--- INFORMATION SUPPLIED Enclosed Below ---

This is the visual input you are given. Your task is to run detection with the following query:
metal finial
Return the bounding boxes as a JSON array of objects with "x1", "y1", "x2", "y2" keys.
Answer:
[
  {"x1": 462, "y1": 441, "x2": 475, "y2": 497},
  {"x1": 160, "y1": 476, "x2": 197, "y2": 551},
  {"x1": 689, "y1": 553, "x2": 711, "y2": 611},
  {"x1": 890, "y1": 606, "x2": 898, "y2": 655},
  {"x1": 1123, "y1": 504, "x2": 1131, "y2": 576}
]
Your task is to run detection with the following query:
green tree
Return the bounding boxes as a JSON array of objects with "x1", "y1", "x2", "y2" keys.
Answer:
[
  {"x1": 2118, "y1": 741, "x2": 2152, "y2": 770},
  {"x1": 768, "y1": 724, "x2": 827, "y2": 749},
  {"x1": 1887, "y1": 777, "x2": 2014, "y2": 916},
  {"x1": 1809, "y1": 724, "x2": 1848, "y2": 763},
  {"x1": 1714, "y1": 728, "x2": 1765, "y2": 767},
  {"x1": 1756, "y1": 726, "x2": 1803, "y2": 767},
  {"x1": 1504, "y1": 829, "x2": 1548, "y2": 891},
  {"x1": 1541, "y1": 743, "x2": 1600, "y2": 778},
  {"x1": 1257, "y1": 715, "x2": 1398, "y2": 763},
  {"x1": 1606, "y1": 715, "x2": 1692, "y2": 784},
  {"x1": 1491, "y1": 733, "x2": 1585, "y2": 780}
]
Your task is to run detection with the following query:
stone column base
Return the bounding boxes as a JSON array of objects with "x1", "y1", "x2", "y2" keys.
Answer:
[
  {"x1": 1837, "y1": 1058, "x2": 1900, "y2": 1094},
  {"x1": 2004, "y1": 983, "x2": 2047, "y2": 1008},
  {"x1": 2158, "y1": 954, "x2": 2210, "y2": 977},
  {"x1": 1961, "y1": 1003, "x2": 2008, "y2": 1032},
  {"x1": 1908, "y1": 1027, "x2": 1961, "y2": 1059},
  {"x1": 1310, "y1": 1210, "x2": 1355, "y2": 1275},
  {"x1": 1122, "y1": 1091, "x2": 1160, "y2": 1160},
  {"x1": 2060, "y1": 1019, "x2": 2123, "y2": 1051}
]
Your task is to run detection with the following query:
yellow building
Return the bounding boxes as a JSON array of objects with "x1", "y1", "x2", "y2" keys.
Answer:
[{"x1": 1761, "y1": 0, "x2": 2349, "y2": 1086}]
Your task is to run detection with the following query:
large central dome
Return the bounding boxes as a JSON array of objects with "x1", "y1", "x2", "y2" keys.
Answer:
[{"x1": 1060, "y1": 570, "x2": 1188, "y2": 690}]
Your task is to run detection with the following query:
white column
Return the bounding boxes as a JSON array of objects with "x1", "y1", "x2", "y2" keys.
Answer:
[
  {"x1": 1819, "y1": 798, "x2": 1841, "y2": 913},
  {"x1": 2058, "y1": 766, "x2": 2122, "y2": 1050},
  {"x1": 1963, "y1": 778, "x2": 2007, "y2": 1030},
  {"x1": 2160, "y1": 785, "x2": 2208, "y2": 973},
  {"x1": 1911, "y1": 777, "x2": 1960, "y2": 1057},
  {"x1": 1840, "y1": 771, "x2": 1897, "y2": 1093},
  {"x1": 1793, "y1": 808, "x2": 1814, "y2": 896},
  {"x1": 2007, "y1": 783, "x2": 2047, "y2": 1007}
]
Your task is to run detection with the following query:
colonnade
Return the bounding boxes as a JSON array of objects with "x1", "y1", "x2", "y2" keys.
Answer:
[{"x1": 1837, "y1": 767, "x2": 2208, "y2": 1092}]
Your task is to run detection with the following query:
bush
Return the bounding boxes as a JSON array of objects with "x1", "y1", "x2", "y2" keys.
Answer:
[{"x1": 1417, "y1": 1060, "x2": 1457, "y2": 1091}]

--- End of Enclosed INFORMATION SUPPLIED ---

DIRECTIONS FOR THIS TASK: The full set of data above must come back exactly as written.

OUTPUT FOR THIS EXERCISE:
This is the visual input you are given. Your task is to run detection with the following query:
metal finial
Return the bounding boxes as a JSON array of objects with "x1", "y1", "x2", "y2" keys.
Answer:
[
  {"x1": 462, "y1": 441, "x2": 475, "y2": 497},
  {"x1": 160, "y1": 476, "x2": 197, "y2": 551},
  {"x1": 689, "y1": 553, "x2": 711, "y2": 611},
  {"x1": 890, "y1": 606, "x2": 898, "y2": 655},
  {"x1": 1123, "y1": 504, "x2": 1131, "y2": 576}
]
Your task is to run detection with the following query:
green tree
Return the bounding boxes as a JSON array of objects with "x1", "y1", "x2", "y2" keys.
Answer:
[
  {"x1": 2118, "y1": 741, "x2": 2152, "y2": 770},
  {"x1": 768, "y1": 724, "x2": 827, "y2": 749},
  {"x1": 1887, "y1": 777, "x2": 2014, "y2": 916},
  {"x1": 1809, "y1": 724, "x2": 1848, "y2": 763},
  {"x1": 1714, "y1": 728, "x2": 1765, "y2": 767},
  {"x1": 1756, "y1": 726, "x2": 1803, "y2": 767},
  {"x1": 1504, "y1": 829, "x2": 1548, "y2": 891},
  {"x1": 1541, "y1": 743, "x2": 1600, "y2": 778},
  {"x1": 1257, "y1": 715, "x2": 1398, "y2": 763},
  {"x1": 1606, "y1": 715, "x2": 1692, "y2": 784},
  {"x1": 1491, "y1": 733, "x2": 1585, "y2": 780}
]
Your task is to run detection with the following query:
stone column base
Return the bounding boxes as a JSON array of objects with "x1", "y1", "x2", "y2" keys.
Answer:
[
  {"x1": 1837, "y1": 1058, "x2": 1900, "y2": 1094},
  {"x1": 2004, "y1": 983, "x2": 2047, "y2": 1008},
  {"x1": 2158, "y1": 954, "x2": 2210, "y2": 977},
  {"x1": 1961, "y1": 1003, "x2": 2008, "y2": 1032},
  {"x1": 1908, "y1": 1027, "x2": 1961, "y2": 1059},
  {"x1": 1310, "y1": 1210, "x2": 1355, "y2": 1275},
  {"x1": 1122, "y1": 1091, "x2": 1160, "y2": 1160},
  {"x1": 2060, "y1": 1019, "x2": 2123, "y2": 1051}
]
Your task is to run detection with the following query:
yellow building
Return the bounding boxes as a JSON array of objects with "x1", "y1", "x2", "y2" keys.
Answer:
[{"x1": 1761, "y1": 0, "x2": 2349, "y2": 1086}]
Your task is to run detection with the following query:
large central dome
Return the bounding boxes as a JSON array of objects with "x1", "y1", "x2", "y2" keys.
Answer:
[{"x1": 1060, "y1": 570, "x2": 1188, "y2": 690}]
Your task is to run detection with the following query:
white column
Return the bounding boxes as a JSON array of objects with "x1", "y1", "x2", "y2" keys.
Answer:
[
  {"x1": 1819, "y1": 798, "x2": 1841, "y2": 913},
  {"x1": 2058, "y1": 766, "x2": 2122, "y2": 1050},
  {"x1": 1963, "y1": 778, "x2": 2007, "y2": 1030},
  {"x1": 2160, "y1": 785, "x2": 2208, "y2": 973},
  {"x1": 1911, "y1": 777, "x2": 1960, "y2": 1057},
  {"x1": 1840, "y1": 771, "x2": 1897, "y2": 1093},
  {"x1": 1793, "y1": 808, "x2": 1814, "y2": 896},
  {"x1": 2007, "y1": 783, "x2": 2047, "y2": 1007}
]
Your task is to run detection with the following query:
colonnade
Return the bounding boxes as a JSON array of objects with "x1", "y1", "x2", "y2" keys.
Answer:
[{"x1": 1837, "y1": 767, "x2": 2208, "y2": 1092}]
Your task is to run detection with the following query:
bush
Return the bounding boxes as a JSON array of objects with "x1", "y1", "x2", "y2" keys.
Answer:
[{"x1": 1417, "y1": 1060, "x2": 1457, "y2": 1091}]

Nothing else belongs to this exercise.